URAIAN TUGAS:
Tolong hitung jumlah baris di bawah yang memuat string "trail", dengan membedakan huruf besar dan kecil. Tuliskan angkanya saja.

BAHAN SUMBER:
----
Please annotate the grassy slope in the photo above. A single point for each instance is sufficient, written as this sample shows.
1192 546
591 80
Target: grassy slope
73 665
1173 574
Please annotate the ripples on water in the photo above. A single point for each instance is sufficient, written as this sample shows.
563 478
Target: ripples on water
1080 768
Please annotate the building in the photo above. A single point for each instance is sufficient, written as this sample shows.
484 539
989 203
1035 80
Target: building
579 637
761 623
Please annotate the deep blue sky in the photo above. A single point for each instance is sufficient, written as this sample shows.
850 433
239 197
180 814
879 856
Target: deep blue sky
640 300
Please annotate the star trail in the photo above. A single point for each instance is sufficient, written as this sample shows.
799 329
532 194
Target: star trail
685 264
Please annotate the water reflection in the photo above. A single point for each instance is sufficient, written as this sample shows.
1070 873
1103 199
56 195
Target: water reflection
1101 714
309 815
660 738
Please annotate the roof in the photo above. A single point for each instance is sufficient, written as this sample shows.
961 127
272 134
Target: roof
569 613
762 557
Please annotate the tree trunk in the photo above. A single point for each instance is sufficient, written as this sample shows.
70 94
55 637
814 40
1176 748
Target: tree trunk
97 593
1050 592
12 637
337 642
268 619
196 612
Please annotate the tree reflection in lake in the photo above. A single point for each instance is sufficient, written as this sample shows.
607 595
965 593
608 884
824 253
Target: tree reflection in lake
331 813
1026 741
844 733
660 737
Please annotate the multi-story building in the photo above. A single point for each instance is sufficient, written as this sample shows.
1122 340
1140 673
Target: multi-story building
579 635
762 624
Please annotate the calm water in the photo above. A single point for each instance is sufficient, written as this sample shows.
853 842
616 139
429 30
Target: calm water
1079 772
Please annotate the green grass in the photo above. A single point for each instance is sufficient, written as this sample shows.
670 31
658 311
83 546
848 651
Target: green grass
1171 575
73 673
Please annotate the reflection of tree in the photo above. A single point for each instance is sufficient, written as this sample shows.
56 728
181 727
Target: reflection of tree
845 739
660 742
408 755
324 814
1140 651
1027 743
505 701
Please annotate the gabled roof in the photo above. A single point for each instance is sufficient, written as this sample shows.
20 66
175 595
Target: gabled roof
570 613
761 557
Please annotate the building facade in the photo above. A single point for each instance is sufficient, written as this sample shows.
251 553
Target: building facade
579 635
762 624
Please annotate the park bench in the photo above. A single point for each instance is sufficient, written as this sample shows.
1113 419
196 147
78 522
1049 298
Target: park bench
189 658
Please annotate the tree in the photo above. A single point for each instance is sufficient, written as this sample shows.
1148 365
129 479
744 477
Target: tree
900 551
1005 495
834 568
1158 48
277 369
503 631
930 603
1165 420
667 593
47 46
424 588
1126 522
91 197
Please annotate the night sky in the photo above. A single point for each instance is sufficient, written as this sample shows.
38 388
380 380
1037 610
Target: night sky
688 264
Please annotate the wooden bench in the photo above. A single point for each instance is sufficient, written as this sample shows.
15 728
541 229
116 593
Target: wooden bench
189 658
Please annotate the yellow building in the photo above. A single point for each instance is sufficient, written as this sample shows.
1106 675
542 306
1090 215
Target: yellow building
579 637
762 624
----
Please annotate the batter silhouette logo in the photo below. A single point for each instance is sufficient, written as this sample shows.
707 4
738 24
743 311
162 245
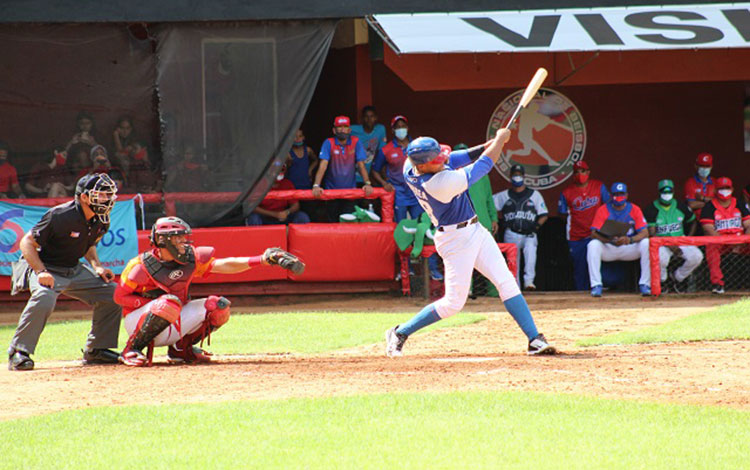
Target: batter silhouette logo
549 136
----
PENYELESAIAN LATIHAN:
2